> _What needs to be done_
Every entry below is to be copied exactly as written.

> _Data to use_
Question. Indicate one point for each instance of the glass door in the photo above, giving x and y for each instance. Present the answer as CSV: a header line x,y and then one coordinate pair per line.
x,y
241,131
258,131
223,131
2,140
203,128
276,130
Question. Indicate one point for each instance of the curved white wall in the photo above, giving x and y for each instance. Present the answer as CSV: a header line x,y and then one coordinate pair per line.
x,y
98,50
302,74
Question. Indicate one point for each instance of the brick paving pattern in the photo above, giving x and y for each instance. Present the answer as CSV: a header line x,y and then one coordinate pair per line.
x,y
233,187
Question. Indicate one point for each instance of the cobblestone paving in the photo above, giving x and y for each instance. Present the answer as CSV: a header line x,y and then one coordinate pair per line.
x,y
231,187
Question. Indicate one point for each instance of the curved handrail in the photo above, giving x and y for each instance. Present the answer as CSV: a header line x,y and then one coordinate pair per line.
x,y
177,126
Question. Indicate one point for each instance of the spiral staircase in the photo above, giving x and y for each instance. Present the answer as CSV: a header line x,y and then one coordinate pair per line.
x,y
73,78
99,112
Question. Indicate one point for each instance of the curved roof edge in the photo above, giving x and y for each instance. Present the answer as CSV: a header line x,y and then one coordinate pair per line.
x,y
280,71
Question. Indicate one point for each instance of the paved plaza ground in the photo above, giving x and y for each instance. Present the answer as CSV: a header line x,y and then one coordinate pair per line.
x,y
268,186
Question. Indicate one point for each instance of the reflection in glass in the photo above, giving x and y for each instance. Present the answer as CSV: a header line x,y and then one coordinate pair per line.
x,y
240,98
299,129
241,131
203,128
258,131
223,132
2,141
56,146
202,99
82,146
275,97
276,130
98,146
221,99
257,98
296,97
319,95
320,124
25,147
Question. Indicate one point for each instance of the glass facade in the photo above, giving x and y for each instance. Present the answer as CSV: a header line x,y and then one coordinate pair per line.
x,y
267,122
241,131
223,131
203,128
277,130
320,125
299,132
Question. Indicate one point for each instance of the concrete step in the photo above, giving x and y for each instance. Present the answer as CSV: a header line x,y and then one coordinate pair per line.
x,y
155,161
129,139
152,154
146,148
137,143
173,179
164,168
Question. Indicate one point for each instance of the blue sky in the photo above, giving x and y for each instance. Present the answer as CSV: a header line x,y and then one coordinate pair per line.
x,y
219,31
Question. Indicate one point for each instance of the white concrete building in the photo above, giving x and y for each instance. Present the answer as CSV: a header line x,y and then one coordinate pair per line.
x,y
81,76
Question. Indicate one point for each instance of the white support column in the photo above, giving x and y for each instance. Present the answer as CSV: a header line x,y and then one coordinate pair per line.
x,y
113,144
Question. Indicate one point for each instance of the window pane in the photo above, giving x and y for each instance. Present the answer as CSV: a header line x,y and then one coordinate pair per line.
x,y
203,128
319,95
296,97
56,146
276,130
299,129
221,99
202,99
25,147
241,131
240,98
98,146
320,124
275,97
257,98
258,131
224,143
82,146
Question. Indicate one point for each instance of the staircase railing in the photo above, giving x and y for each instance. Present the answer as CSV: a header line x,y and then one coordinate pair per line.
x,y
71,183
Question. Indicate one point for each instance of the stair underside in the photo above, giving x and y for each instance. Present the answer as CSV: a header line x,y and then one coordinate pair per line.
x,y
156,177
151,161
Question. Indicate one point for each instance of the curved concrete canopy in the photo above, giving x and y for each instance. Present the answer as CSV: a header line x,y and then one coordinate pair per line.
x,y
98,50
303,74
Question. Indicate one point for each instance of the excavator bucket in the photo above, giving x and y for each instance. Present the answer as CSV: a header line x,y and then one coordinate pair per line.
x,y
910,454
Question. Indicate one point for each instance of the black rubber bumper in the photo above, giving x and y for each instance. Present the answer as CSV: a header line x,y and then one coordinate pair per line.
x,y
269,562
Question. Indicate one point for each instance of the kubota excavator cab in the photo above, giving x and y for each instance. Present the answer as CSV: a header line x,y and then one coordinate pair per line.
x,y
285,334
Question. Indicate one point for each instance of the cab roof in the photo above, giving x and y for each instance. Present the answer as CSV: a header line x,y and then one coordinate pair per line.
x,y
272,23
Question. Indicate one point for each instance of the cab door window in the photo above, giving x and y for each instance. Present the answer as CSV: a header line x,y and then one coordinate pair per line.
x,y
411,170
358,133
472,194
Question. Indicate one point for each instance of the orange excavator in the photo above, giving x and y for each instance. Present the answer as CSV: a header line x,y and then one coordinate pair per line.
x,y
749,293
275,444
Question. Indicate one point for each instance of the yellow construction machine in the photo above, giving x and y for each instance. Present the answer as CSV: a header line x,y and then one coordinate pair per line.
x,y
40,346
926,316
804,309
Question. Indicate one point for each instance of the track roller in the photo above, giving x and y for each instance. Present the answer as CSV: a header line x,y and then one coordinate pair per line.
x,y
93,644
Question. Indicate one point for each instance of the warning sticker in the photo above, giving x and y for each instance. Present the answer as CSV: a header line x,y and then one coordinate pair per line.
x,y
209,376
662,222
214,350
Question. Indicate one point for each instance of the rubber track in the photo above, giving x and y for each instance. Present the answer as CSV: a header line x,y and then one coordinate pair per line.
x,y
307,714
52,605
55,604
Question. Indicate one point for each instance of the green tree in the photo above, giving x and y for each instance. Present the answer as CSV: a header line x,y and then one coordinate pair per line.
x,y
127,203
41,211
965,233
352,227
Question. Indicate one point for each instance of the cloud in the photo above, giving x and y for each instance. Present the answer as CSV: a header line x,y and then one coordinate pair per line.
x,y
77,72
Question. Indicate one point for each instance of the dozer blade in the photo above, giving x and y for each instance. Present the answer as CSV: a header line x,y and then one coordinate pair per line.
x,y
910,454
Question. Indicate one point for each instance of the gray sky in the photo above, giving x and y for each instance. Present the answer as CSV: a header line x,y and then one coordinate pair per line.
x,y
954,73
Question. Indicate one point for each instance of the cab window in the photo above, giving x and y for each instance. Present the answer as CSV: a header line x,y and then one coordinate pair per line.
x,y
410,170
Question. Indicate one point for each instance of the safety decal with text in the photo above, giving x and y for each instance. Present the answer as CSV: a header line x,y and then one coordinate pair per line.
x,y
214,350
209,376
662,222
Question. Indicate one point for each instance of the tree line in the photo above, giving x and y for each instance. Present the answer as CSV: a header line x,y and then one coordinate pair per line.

> _Solution to this problem_
Question. Indicate one point for each instance of the glass door in the photo above, giving x and y for each instance. Present the answer as CSV: a header line x,y and then one coordinate pair per line.
x,y
241,131
258,131
223,131
2,140
203,128
276,130
Question. Indicate one point for each instance of the curved white wall in the photo above, giving x and y for each instance. Present the answer as CSV: a header line x,y and then one coordinate pair per line.
x,y
98,50
302,74
Question. Indicate one point for each instance of the brick paving pattern in the photo above, giving x and y for each instance. Present the answer as CSV: a header line x,y and then one coordinate pair per line.
x,y
233,187
Question. Indicate one point for each instance of the cobblestone paving in the photo above, giving x and y for each instance. Present the answer as CSV: a header line x,y and then one coordinate pair per line.
x,y
231,187
Question. Indicate one point for each instance of the curved handrail in the photo above, giving x and y for each instance. Present the answer as CSV: a header line x,y and then one coordinate pair per line.
x,y
177,126
Question. Indicate one point for each instance of the spiral staircase in the photo above, giving x and y for each instance. Present the answer as CSV: a header line x,y and then one coordinate pair per line.
x,y
73,78
99,112
Question. Indicate one point for each instance of the curved roof edge in the photo above, giving x and y for each instance. Present the answer as CSV: a header line x,y and then one coordinate pair per line.
x,y
280,71
Question. Indicate one point for each instance of the paved plaza ground in the photo above, giving x and y for each instance. Present the answer as CSV: a header line x,y and then one coordinate pair per line.
x,y
268,186
Question. Indicate one point for each instance of the reflection in glass in the photo above, giving x and y for each instance. Present the answer as CSV: a header line x,y and then one coordinate pair per line.
x,y
240,98
299,129
241,131
203,128
258,131
223,132
2,141
56,146
202,99
82,146
275,97
276,130
98,146
221,99
257,98
296,97
319,95
320,124
25,147
Question. Indicate one point for each instance of the glass facade in the photo above, giving x and y for each instance. Present the answer as CSV: a header line x,y and then one coordinate pair per line.
x,y
267,122
241,131
223,131
203,128
277,130
320,125
299,132
Question. Indicate one point for each instance of the concrete step in the photo above, giving x and y for each instance. Present the answer as CSV: a header line x,y and then one coordinate pair per line.
x,y
155,161
129,139
152,154
146,148
137,143
173,179
164,168
Question. Indicate one point for each instance of the blue sky in the photo above, giving x and y for each instance. Present the answer as CSV: a header line x,y and then one coordinate pair per line.
x,y
219,31
Question. Indicate one point for each instance of the white concrete building in the photo above, giving x and y for each instance. Present the answer as CSV: a header line x,y and then one coordinate pair per line.
x,y
81,76
Question. Indicate one point for each instance of the white support column in the photo above, giving x and y for each instance. Present the answer as CSV: a header line x,y and then one coordinate pair per line.
x,y
113,144
Question. Indicate one point for each instance of the window pane in the photo above, giving x and y for each instance. Present the answer as CSV: a header line x,y and then one coordinate pair per line.
x,y
203,128
319,95
296,97
56,146
276,130
299,129
221,99
202,99
25,147
241,131
240,98
98,146
320,124
275,97
257,98
258,131
224,143
82,146
Question. Indicate one point for each instance of the staircase railing in the photo above, giving x and y for each instance. Present the answer as CSV: a header line x,y and then one coordinate pair per line.
x,y
71,183
Question. Indicate one point for each instance of the stair underside in the photo above, giving x and y for each instance. Present the answer as CSV: a header line x,y and then one coordinate pair per line.
x,y
156,177
151,161
Question. Indicate one point for each instance of the curved concrete canopy in the photo above, giving x and y for each instance. Present the answer as CSV: a header line x,y and then one coordinate pair per line.
x,y
98,50
303,74
Question. Indicate one point for each instance of the excavator bucket in the photo above, giving x and y for each instance. Present the answer as CSV: a header line x,y and then one coordinate pair per line.
x,y
910,454
Question. Indicate one point for each instance of the black rubber bumper in the photo above, giving x and y for each instance. Present the answer as CSV: a header line x,y and then one coordinate pair per line.
x,y
269,562
Question. Indicate one point for each instance of the kubota excavator cab in the photo above, giving x and y for each instance. Present the answer as CSV: a header line x,y and then one coordinate pair per line.
x,y
285,334
Question. Indicate one point for each instance of the cab roof in the photo above, giving x and y for each instance. Present the answer as CSV: a header line x,y and then one coordinate pair per line.
x,y
272,23
Question. Indicate one point for each instance of the cab door window in the photo above, giving x and y for each instance. Present the answer as CSV: a header line x,y and then one coordinate pair per line.
x,y
411,170
358,133
472,194
Question. Indicate one point for each instance of the orange excavator in the photo above, giving x and y for each instance. Present the answer as CSV: a header line x,y and then one coordinate pair per line.
x,y
749,293
275,444
Question. Indicate one point for each instance of the yellow construction machine in the photo above, giving x and y for each instance. Present the answer as CSV: a header line x,y and then one coordinate pair per line.
x,y
40,346
926,316
804,309
Question. Indicate one point for each instance of the track roller in the photo above, giving x and y for each instance. Present the answer as CSV: a header line x,y and then one coordinate pair per line.
x,y
93,644
Question. Indicate one point for each instance of the warning sticker in the photo above, giving x and y for each instance. Present the answer as CSV: a header line x,y and then one coordinate pair per line.
x,y
209,376
662,222
214,350
Question. Indicate one point for each instance of the rubber track in the photo above, giving x and y for each instance. Present the answer as CSV: a header line x,y and then one coordinate pair per line.
x,y
307,714
52,605
55,604
Question. Indicate one point for each instance of the green tree in the photo above, giving x and y for each instance. Present the answer as CSV: a header line x,y and then one coordinate pair per line.
x,y
127,203
41,211
965,233
352,227
Question. Indicate one point for each instance of the cloud in the photo above, giving x and y for each instance. Present the answer as CSV: a header line x,y and then one coordinate pair per line.
x,y
77,72
Question. Indicate one point for each instance of the dozer blade in the photo above, giving x and y for each instance. Present the answer as CSV: a header line x,y and then one coordinate pair per line.
x,y
910,454
Question. Indicate one point for each instance of the gray sky in the photo above, giving x and y for each instance. Present the answer as CSV: a header line x,y and then one coordinate pair per line.
x,y
954,73
Question. Indicate one point for each instance of the cab window in the photo above, giving x and y for each instance. Present the answer as CSV: a header line x,y and then one coordinate pair per line.
x,y
410,170
Question. Indicate one point for each instance of the safety decal with text in the photo above, giving x and y for each instance. Present the answer as CSV: a header line x,y and then one coordinate pair per line.
x,y
214,350
209,376
662,222
Question. Indicate one point for each instance of the tree line in the photo above, giving x and y for each instance. Present the answer as CSV: a header line x,y and then one coordinate pair per line.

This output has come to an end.